**** TASK INPUTS ****

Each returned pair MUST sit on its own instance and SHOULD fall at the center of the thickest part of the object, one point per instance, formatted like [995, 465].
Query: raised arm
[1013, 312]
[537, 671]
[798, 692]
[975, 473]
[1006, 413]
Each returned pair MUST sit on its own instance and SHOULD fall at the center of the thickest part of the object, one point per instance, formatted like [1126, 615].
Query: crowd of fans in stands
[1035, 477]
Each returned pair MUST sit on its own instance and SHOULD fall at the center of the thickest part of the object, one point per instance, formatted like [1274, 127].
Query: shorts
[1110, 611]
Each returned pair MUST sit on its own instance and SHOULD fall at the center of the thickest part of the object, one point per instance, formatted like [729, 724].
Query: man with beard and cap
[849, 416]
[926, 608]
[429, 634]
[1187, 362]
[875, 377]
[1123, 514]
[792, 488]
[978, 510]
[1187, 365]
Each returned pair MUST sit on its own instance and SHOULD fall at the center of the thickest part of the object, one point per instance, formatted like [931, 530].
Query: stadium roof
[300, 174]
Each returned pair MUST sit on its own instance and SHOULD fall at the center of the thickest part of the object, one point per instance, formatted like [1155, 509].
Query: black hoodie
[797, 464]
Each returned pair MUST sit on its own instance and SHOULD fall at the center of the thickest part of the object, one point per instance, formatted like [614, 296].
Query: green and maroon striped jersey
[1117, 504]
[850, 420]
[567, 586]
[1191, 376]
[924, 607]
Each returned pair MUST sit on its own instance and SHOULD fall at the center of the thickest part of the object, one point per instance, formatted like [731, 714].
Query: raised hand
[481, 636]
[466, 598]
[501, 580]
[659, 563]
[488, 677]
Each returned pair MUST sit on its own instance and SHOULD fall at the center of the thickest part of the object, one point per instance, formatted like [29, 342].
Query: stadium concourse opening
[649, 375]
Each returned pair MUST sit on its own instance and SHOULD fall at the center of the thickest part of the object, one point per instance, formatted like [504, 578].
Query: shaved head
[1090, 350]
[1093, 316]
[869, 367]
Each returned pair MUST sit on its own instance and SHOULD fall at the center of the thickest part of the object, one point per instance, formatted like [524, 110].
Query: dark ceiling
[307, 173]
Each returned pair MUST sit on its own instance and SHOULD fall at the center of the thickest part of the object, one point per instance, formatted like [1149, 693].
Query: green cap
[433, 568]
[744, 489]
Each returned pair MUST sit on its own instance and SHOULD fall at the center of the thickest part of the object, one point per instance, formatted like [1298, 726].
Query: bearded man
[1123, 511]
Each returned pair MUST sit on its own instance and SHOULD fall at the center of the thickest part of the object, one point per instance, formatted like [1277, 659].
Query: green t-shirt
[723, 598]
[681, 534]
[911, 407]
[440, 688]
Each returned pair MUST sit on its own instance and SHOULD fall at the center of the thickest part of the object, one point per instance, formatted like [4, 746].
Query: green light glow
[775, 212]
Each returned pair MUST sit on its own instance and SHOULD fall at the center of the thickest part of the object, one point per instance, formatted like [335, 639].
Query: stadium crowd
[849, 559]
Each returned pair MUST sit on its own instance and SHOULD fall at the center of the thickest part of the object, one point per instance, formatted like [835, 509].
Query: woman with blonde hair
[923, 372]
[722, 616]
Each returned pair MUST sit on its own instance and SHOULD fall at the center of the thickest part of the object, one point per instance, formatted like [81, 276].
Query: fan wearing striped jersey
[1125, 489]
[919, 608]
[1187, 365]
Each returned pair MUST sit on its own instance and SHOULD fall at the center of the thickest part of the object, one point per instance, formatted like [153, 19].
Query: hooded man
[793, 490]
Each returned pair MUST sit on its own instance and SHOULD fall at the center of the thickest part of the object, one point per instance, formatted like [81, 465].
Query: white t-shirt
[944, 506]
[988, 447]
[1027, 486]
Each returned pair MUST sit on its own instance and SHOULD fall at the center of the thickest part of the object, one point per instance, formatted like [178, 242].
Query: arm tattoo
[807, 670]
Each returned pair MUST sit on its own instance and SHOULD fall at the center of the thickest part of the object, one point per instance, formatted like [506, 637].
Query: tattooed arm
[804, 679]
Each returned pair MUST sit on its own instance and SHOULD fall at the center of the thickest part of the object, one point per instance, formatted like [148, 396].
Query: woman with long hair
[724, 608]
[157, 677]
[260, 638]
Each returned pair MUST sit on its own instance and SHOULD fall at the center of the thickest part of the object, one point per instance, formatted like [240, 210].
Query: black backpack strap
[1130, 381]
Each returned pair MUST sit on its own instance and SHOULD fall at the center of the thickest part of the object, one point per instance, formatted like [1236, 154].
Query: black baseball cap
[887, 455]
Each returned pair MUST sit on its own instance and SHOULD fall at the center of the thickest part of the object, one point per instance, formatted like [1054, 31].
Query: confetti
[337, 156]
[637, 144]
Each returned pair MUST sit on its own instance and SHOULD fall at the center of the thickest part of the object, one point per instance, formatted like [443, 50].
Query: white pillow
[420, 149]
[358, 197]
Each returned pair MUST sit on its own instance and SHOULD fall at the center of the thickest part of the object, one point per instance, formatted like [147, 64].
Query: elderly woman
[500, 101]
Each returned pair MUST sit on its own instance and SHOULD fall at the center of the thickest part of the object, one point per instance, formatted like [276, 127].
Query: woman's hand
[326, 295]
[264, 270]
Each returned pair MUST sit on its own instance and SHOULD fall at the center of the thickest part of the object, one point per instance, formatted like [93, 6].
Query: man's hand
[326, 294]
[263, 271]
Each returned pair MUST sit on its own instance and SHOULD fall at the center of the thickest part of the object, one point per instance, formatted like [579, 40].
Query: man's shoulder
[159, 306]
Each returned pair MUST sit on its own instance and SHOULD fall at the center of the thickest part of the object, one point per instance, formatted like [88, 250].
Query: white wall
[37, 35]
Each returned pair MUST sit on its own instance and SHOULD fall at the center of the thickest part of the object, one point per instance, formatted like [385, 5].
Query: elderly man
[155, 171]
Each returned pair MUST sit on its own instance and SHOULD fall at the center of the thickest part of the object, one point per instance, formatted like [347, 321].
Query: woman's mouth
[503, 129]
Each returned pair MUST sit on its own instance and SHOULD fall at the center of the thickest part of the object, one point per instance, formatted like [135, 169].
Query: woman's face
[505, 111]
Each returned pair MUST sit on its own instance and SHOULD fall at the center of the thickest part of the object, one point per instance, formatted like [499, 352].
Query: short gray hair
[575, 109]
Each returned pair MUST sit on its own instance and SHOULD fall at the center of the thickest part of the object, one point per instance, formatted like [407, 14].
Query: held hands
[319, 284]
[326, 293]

****

§ **WHAT NEEDS TO BE DONE**: All records shown above are to be output exactly.

§ **WRITTEN SOLUTION**:
Each returned pair MUST sit on its own instance and SHOULD fall at the center of the thickest part of the object, one point per instance, formatted like [995, 465].
Query: raised arm
[1013, 312]
[537, 671]
[798, 692]
[975, 473]
[1006, 413]
Each returned pair MUST sit on its own instance and SHOULD fall at the center of the thickest part of the object, one point per instance, formatted like [1126, 615].
Query: crowd of fans in stands
[1035, 477]
Each returned pair MUST sit on its own instance and SHOULD fall at the center of the thickest part of the object, one point per instance, formatted like [1274, 127].
Query: shorts
[1110, 611]
Each returned pair MUST sit on its own instance and SHOULD fall at the center of the thickest part of the object, one point per instance, formatted like [729, 724].
Query: man with beard and cap
[849, 416]
[926, 608]
[429, 634]
[1187, 362]
[875, 377]
[1123, 514]
[792, 488]
[978, 510]
[1187, 365]
Each returned pair MUST sit on its own instance and SHOULD fall at the center of the thickest part of the object, one point per instance, formatted like [931, 530].
Query: stadium roof
[300, 174]
Each returned pair MUST sit on its own instance and SHOULD fall at the center of the thickest part of the object, one point per instance, formatted like [1155, 509].
Query: black hoodie
[797, 464]
Each returned pair MUST sit on its own instance and SHOULD fall at the center of the thickest part of the object, one point per instance, formatted like [614, 296].
Query: green and maroon striped jersey
[1117, 504]
[850, 420]
[567, 586]
[1191, 376]
[924, 607]
Each returned pair MUST sit on its own instance and SHOULD fall at the center of the thickest part of the object, one point per instance, formatted like [731, 714].
Query: raised hand
[481, 636]
[466, 598]
[501, 580]
[659, 563]
[488, 677]
Each returned pair MUST sit on its own instance and SHOULD fall at the center of the thickest part of the object, one point per instance, formatted like [29, 342].
Query: stadium concourse opening
[649, 375]
Each returned pair MUST sit on its own instance and SHOULD fall at the center of the thickest part of the object, one point per instance, formatted like [504, 578].
Query: shaved head
[1090, 350]
[1093, 316]
[869, 367]
Each returned pair MUST sit on its own instance and SHOULD fall at the center of the thickest part of the object, one point per instance, formatted like [524, 110].
Query: dark ceiling
[307, 173]
Each returned pair MUST sit on its own instance and SHOULD fall at the center of the thickest part of the object, one point per instance, formatted like [1149, 693].
Query: green cap
[433, 568]
[744, 489]
Each returned pair MUST sit on its own instance and SHOULD fall at the center of the thickest part of the object, one point per instance, formatted like [1298, 726].
Query: bearded man
[1123, 511]
Each returned pair MUST sit on its own instance and SHOULD fall at the center of the thickest part of the object, one point per instance, formatted like [1277, 659].
Query: green t-shirt
[723, 598]
[681, 534]
[911, 407]
[440, 688]
Each returned pair MUST sit on its own instance and SHOULD fall at the center of the thickest part of the object, one point per instance, formatted like [4, 746].
Query: green light glow
[775, 212]
Each returned pair MUST sit on its own instance and SHOULD fall at the center of the thickest part of the object, one point per instance, formatted like [335, 639].
Query: stadium crowd
[849, 559]
Each returned pair MUST sit on its own instance and SHOULD fall at the center of the thickest part of the object, one point per instance, formatted like [835, 509].
Query: woman with blonde hair
[923, 372]
[722, 616]
Each returned pair MUST sit on its own instance and SHOULD fall at the center of the thickest part of the object, one point per instance, formatted like [81, 276].
Query: fan wearing striped jersey
[1125, 489]
[919, 608]
[1187, 365]
Each returned pair MUST sit on its own instance and SHOULD fall at the center of the thickest part of the object, one point per instance, formatted like [153, 19].
Query: hooded man
[793, 490]
Each returned pair MUST sit on its own instance and SHOULD fall at the center of the thickest part of the object, one point per instance, formatted like [81, 465].
Query: white t-shirt
[944, 506]
[988, 447]
[1027, 486]
Each returned pair MUST sit on its own instance and SHOULD fall at the center of the thickest part of the object, one point per instance, formatted like [178, 242].
Query: arm tattoo
[807, 670]
Each returned pair MUST sit on its own instance and SHOULD fall at the center of the thickest part of the object, one point per instance, formatted like [506, 637].
Query: tattooed arm
[804, 679]
Each returned pair MUST sit on its own instance and SHOULD fall at the center of the thickest part of the object, one point per instance, formatted like [148, 396].
Query: woman with long hair
[724, 608]
[157, 677]
[260, 638]
Each returned pair MUST sit on its own instance and SHOULD fall at the center of the thickest part of the object, one point per instance, formatted like [240, 210].
Query: black backpack strap
[1130, 381]
Each returned pair MUST sit on its own instance and SHOULD fall at the center of the thickest part of the object, one point per instance, formatted like [1236, 154].
Query: black baseball cap
[887, 455]
Each returned pair MUST sit on its own instance and SHOULD fall at the center of the thickest part of the object, one point per instance, formatted like [1054, 31].
Query: confetti
[337, 156]
[637, 144]
Each returned pair MUST sit on its own instance and SHOULD fall at the center of the thickest part of the object, one point per instance, formatted like [443, 50].
Query: white pillow
[420, 149]
[358, 197]
Each returned pair MUST sit on its own instance and SHOULD fall at the center of the thickest part of the object, one point per instance, formatted like [147, 64].
Query: elderly woman
[500, 101]
Each returned pair MUST sit on its own instance and SHOULD fall at the center of the thickest part of the object, one point per instance, formatted like [276, 127].
Query: woman's hand
[326, 295]
[264, 270]
Each returned pair MUST sit on its own instance and SHOULD fall at the center of the thickest part of the object, one point per instance, formatted like [93, 6].
Query: man's hand
[326, 294]
[263, 271]
Each returned pair MUST sit on its own instance and SHOULD fall at the center of the thickest part of the object, one point per instance, formatted like [579, 40].
Query: man's shoulder
[159, 306]
Each returned pair MUST sit on its own instance and SHOULD fall at the center of the thickest part of the object, one point per instance, formatted like [88, 250].
Query: white wall
[37, 35]
Each returned pair MUST sit on its own instance and SHOULD fall at the center of the thickest part of the object, one point per instance, formatted like [385, 5].
Query: elderly man
[155, 171]
Each returned pair MUST sit on its own instance and SHOULD fall at the center of the thickest part of the object, one point per instance, formatted like [347, 321].
Query: woman's mouth
[503, 129]
Each returned pair MUST sit on its own instance and SHOULD fall at the center of the thickest part of the object, one point per instance, formatted like [135, 169].
Query: woman's face
[505, 111]
Each returned pair MUST sit on its own instance and SHOULD fall at the center of the thickest part of the object, one point per instance, formatted like [499, 352].
Query: short gray hair
[575, 109]
Each returned pair MUST sit on its own instance and SHOULD fall at the center of the thickest part of the object, one point per instance, formatted like [407, 14].
Query: held hands
[319, 284]
[326, 293]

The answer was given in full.